*YOUR INSTRUCTIONS:*
Exact repetition of the data below is required.

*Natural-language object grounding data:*
+--

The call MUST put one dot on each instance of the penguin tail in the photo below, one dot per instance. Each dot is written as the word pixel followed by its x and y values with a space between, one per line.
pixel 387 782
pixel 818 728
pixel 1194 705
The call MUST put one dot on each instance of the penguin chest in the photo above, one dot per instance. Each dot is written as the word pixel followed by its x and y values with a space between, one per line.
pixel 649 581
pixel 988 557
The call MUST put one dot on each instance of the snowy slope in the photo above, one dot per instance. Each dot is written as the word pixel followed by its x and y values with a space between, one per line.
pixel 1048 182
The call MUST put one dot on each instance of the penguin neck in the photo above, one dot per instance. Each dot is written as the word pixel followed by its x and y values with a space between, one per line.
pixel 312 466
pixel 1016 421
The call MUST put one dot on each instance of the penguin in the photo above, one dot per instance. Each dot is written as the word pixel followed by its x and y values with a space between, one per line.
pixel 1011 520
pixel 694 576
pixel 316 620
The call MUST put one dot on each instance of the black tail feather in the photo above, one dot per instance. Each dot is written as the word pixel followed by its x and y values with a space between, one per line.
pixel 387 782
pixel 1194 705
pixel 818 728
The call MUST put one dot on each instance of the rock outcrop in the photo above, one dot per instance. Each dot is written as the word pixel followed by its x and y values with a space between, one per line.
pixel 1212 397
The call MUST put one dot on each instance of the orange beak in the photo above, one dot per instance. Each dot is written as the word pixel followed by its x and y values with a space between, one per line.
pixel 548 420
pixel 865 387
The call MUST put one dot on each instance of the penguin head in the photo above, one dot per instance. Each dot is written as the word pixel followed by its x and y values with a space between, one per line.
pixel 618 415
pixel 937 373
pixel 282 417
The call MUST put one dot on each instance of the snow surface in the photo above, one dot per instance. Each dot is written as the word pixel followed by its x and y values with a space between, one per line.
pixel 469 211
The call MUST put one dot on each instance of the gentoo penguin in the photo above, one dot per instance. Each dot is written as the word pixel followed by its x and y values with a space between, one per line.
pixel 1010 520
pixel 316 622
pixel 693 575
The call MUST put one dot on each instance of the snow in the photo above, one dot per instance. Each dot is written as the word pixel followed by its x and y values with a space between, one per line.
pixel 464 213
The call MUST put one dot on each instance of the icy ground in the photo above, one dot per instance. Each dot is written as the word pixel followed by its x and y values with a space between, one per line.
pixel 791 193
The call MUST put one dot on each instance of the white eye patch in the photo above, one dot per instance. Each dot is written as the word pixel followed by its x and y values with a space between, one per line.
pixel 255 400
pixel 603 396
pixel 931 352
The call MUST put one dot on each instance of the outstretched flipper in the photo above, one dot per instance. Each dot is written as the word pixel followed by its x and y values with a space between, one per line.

+--

*REPLY TO THE TASK:*
The call MUST put one dot on each instance of the penguin tail in the photo below, one dot per instance. Each dot is written as the word pixel followed by its x and y values with a space between, one per line.
pixel 387 782
pixel 818 728
pixel 1194 705
The call MUST put one dot on each instance of the penguin chest in the photo above, one dot per instance. Each dot is written as the word pixel followed by its x and y values with a space between, one per line.
pixel 649 581
pixel 988 557
The call MUST put one dot on each instance of the snowy slope in the photo above, one dot per instance. Each dot is written as the word pixel followed by its x and y values with a space between, one per line.
pixel 1048 182
The call MUST put one dot on each instance of the penguin neck in the photo above, one dot per instance. Each dot is written as the word pixel followed by its x and y values with a space between, one per line.
pixel 312 466
pixel 1016 421
The call MUST put one dot on each instance of the penguin in the photo above, one dot per instance. Each dot is written as the word pixel followed by its x and y values with a space between, one per line.
pixel 1011 520
pixel 694 576
pixel 316 620
The call MUST put one dot on each instance of the black tail feather in the photo above, one dot per instance. Each dot is written as the word pixel followed by its x and y values with a space between, one per line.
pixel 387 782
pixel 1194 705
pixel 818 728
The call MUST put one dot on each instance of the rock outcrop in the photo above, one dot per instance. Each dot is written as the word pixel followed by its x and y values with a space between, one per line.
pixel 1212 397
The call MUST put one dot on each instance of the orange beak in the photo above, one dot per instance. Each dot is written as the word pixel followed by its x and y values with a space between, one per line.
pixel 548 420
pixel 865 387
The call MUST put one dot on each instance of the penguin head in the photo above, one dot per instance. Each dot is written as the word pixel followed by its x and y values with a space between, one per line.
pixel 618 415
pixel 937 373
pixel 282 417
The call MUST put one dot on each instance of the snow surface in the photo above, one dot per instance. Each dot is written as the word pixel followed by its x and y values with a space between, one per line.
pixel 469 211
The call MUST put one dot on each instance of the gentoo penguin in the photo above, one dot per instance. Each dot is written as the word pixel followed by its x and y values with a space between, one per line.
pixel 1010 520
pixel 316 622
pixel 693 575
The call MUST put one dot on each instance of the snow in the photo above, one dot per instance. Each dot is written as the word pixel followed by its x and y values with a space between, one per line.
pixel 464 213
The call MUST put one dot on each instance of the icy ground in the photo above, one dot per instance. Each dot is written as the word pixel followed by its x and y values with a space between, one per line.
pixel 791 193
The call MUST put one dot on each instance of the white eye patch in the photo above, one dot per instance. Each dot is written as the word pixel followed by its x and y values with a space between, one per line.
pixel 255 400
pixel 603 396
pixel 931 352
The call MUST put one dot on each instance of the outstretched flipper in the photo above, one dot per instance. Each dot is written as the word pixel followed by its x and y values with a space between, one per line.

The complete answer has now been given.